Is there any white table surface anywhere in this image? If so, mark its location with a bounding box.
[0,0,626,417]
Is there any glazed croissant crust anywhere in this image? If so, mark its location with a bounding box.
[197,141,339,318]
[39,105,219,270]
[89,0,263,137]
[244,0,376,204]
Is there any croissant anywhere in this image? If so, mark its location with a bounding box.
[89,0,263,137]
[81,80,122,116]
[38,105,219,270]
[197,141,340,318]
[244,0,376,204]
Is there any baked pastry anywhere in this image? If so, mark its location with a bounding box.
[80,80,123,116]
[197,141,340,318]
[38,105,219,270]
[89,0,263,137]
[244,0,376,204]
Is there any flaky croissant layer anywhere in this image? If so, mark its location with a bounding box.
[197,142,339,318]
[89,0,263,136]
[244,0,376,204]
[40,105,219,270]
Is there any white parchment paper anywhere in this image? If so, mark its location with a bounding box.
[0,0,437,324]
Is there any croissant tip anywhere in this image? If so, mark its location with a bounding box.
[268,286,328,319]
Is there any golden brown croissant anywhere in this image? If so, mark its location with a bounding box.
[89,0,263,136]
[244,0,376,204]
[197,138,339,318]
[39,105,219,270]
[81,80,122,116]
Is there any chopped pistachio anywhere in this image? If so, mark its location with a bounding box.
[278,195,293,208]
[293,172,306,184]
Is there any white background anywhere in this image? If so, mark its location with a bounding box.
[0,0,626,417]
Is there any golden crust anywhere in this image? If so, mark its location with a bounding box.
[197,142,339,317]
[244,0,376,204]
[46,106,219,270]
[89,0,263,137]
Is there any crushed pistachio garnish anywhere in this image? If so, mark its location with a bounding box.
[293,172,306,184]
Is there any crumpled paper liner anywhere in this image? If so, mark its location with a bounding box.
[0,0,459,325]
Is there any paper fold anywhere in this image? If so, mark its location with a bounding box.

--

◆ Exercise requirements ◆
Please copy all of the items above line for line, with no changes to any wording.

◆ Answer for this exercise ◆
Is there any white table surface anywhere in this image? If so, mark its location with a bounding box.
[0,0,626,417]
Is there any glazed croissant crust anywhere in this image? If so, mark its location with a bounding box.
[197,141,339,318]
[39,105,219,270]
[89,0,263,137]
[244,0,376,204]
Is there any croissant anywhere in this image? If so, mark its location with a bounding box.
[89,0,263,137]
[81,80,122,116]
[38,105,219,270]
[197,141,340,318]
[244,0,376,204]
Is there any baked pastry anywhere in this image? If so, mark its location with a bounding box.
[80,80,123,116]
[197,141,340,318]
[38,105,219,270]
[89,0,263,137]
[244,0,376,204]
Is there any flaky croissant layer anywhere in this image? If so, mark its location with a bounding box.
[197,142,339,318]
[89,0,263,136]
[244,0,376,204]
[40,105,219,270]
Is there any white parchment paper anywhere in this image? If so, mark its location with a bounding box.
[0,0,437,324]
Is there any croissant tip anywhere in this image? If so, mark its location with a bounding box.
[268,286,328,319]
Is there any golden brown croissant anywhere in this image? If so, mark its location with a bounding box.
[89,0,263,136]
[244,0,376,204]
[197,138,339,318]
[39,105,219,270]
[81,80,122,116]
Is there any chopped pistachio anywhere in this image? If so, mark its location with a bounding box.
[278,195,293,208]
[293,172,306,184]
Is there any white background anywhere in this image? If so, mark its location with a bounding box.
[0,0,626,417]
Is there any golden crust anywhere in this image? If so, mark its location with a bounding box.
[197,142,339,317]
[244,0,376,204]
[46,106,219,270]
[89,0,263,137]
Is there any crushed pistachio garnish anywhere in this image? If so, mark its location with a bounding box.
[293,172,306,184]
Is there any crumpled paper liner anywhere in this image? If so, mark its location with a bounding box.
[0,0,459,325]
Is there any paper fold anywhere in this image? If so, mark its location with a bounding box.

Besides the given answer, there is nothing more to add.